Collected data

▽

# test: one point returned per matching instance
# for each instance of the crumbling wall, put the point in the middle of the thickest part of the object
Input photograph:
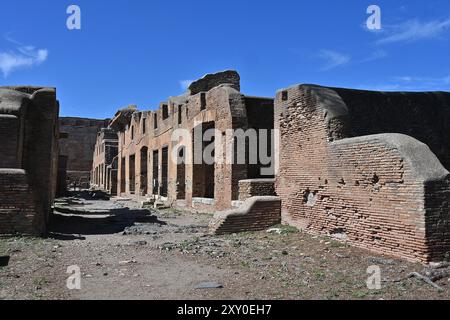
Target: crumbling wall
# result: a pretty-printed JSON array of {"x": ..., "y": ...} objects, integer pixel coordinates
[
  {"x": 79, "y": 146},
  {"x": 19, "y": 212},
  {"x": 212, "y": 102},
  {"x": 256, "y": 214},
  {"x": 29, "y": 161},
  {"x": 256, "y": 187},
  {"x": 374, "y": 191}
]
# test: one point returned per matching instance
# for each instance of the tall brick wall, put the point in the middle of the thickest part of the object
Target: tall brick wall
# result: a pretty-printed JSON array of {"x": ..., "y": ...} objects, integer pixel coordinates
[
  {"x": 256, "y": 187},
  {"x": 220, "y": 106},
  {"x": 9, "y": 135},
  {"x": 79, "y": 146},
  {"x": 373, "y": 191},
  {"x": 19, "y": 213},
  {"x": 421, "y": 115},
  {"x": 29, "y": 159}
]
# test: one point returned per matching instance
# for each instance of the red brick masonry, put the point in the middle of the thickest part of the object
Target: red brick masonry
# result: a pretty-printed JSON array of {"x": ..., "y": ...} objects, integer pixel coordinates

△

## EXERCISE INSTRUCTIONS
Give back, exactly and with nothing added, the lines from the line containing "# for each instance of the red" through the final line of the records above, both of them included.

## WRITTEN RESPONSE
# for each instance of the red brick masonry, put the point in the middle of the thickest part of the object
Target: red brick masonry
# result: a pretty-printed JSON array of {"x": ..., "y": ...} objects, integer pixel coordinates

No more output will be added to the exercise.